#### [Task goal]
Put everything from the start of the material down to the line containing "x=233, y=616" into a Markdown table with the columns Row and Line. Give each row a number, and leave out blank lines.

**********

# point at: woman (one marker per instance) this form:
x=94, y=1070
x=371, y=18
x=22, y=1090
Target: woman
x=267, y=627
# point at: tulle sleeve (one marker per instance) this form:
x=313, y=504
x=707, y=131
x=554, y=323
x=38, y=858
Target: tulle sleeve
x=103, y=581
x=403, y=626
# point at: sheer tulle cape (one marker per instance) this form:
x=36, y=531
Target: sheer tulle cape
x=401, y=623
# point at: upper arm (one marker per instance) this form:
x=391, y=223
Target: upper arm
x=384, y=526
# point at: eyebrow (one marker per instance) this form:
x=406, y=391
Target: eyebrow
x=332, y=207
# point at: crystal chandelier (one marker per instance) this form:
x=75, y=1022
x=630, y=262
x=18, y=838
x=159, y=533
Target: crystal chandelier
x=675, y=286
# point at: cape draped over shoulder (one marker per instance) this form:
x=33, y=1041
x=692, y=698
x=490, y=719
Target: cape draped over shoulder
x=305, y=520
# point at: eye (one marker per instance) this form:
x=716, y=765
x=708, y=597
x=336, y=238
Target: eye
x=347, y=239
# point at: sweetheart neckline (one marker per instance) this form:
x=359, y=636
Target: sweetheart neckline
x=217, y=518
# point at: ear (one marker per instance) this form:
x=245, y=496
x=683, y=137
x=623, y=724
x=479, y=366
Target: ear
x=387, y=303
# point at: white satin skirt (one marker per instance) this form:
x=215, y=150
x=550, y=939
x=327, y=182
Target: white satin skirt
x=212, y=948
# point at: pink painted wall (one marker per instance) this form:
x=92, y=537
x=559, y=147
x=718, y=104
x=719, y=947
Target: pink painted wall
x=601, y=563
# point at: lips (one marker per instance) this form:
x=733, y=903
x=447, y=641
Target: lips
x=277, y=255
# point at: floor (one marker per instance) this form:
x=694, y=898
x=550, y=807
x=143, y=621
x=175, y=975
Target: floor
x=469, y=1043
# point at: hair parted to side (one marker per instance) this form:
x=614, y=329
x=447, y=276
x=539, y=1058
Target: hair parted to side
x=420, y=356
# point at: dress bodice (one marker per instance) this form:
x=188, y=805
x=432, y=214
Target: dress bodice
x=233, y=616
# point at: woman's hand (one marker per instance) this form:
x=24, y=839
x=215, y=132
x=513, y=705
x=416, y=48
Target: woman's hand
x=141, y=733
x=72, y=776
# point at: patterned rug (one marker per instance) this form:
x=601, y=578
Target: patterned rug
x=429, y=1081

**********

#### [Response]
| Row | Line |
|---|---|
| 1 | # point at: woman (one marker per instance) this form: |
| 2 | x=94, y=1070 |
| 3 | x=371, y=18 |
| 4 | x=22, y=1090 |
| 5 | Target: woman |
| 6 | x=267, y=627 |
| 7 | # point at: tulle sleeve (one marker per instance) this form: |
| 8 | x=313, y=504 |
| 9 | x=707, y=131 |
| 10 | x=554, y=323 |
| 11 | x=38, y=858 |
| 12 | Target: tulle sleeve |
| 13 | x=103, y=581 |
| 14 | x=403, y=626 |
| 15 | # point at: sheer tulle cape (one marker per instance) this form: |
| 16 | x=36, y=531 |
| 17 | Target: sheer tulle cape |
| 18 | x=401, y=623 |
| 19 | # point at: upper arm (one marker per instance) this form: |
| 20 | x=391, y=223 |
| 21 | Target: upper arm |
| 22 | x=384, y=526 |
| 23 | # point at: eyebrow (one marker per instance) this form: |
| 24 | x=406, y=391 |
| 25 | Target: eyebrow |
| 26 | x=332, y=207 |
| 27 | # point at: crystal chandelier (one marker per instance) this form: |
| 28 | x=75, y=1022 |
| 29 | x=630, y=262 |
| 30 | x=18, y=838 |
| 31 | x=159, y=533 |
| 32 | Target: crystal chandelier |
| 33 | x=675, y=286 |
| 34 | # point at: cape draped over shoulder (one marker per instance) this form: |
| 35 | x=33, y=1041 |
| 36 | x=692, y=698 |
| 37 | x=490, y=719 |
| 38 | Target: cape draped over shoulder |
| 39 | x=305, y=520 |
| 40 | # point at: eye (one marker per instance) this form: |
| 41 | x=716, y=765 |
| 42 | x=708, y=597 |
| 43 | x=336, y=238 |
| 44 | Target: eye |
| 45 | x=347, y=239 |
| 46 | # point at: sweetheart neckline (one marker per instance) this form: |
| 47 | x=359, y=636 |
| 48 | Target: sweetheart neckline |
| 49 | x=217, y=518 |
| 50 | # point at: ear (one marker per instance) this form: |
| 51 | x=245, y=496 |
| 52 | x=683, y=137 |
| 53 | x=623, y=724 |
| 54 | x=479, y=366 |
| 55 | Target: ear |
| 56 | x=387, y=303 |
| 57 | # point at: white satin skirt (one marker per instance) this form: |
| 58 | x=215, y=150 |
| 59 | x=550, y=939 |
| 60 | x=327, y=182 |
| 61 | Target: white satin skirt |
| 62 | x=212, y=948 |
| 63 | # point at: pink painted wall (one marker per instance) this form: |
| 64 | x=92, y=537 |
| 65 | x=559, y=147 |
| 66 | x=718, y=104 |
| 67 | x=719, y=947 |
| 68 | Target: pink painted wall |
| 69 | x=601, y=563 |
| 70 | # point at: lips (one marker per instance) this form: |
| 71 | x=733, y=903 |
| 72 | x=447, y=641 |
| 73 | Target: lips |
| 74 | x=277, y=255 |
| 75 | # point at: floor (one marker per instance) this form: |
| 76 | x=694, y=898 |
| 77 | x=550, y=807 |
| 78 | x=143, y=621 |
| 79 | x=175, y=975 |
| 80 | Target: floor |
| 81 | x=469, y=1043 |
| 82 | # point at: hair parted to side (one marker per instance) this form: |
| 83 | x=614, y=329 |
| 84 | x=447, y=276 |
| 85 | x=539, y=1058 |
| 86 | Target: hair parted to side |
| 87 | x=420, y=356 |
| 88 | # point at: dress bodice (one marker per instance) this form: |
| 89 | x=188, y=805 |
| 90 | x=432, y=214 |
| 91 | Target: dress bodice |
| 92 | x=233, y=616 |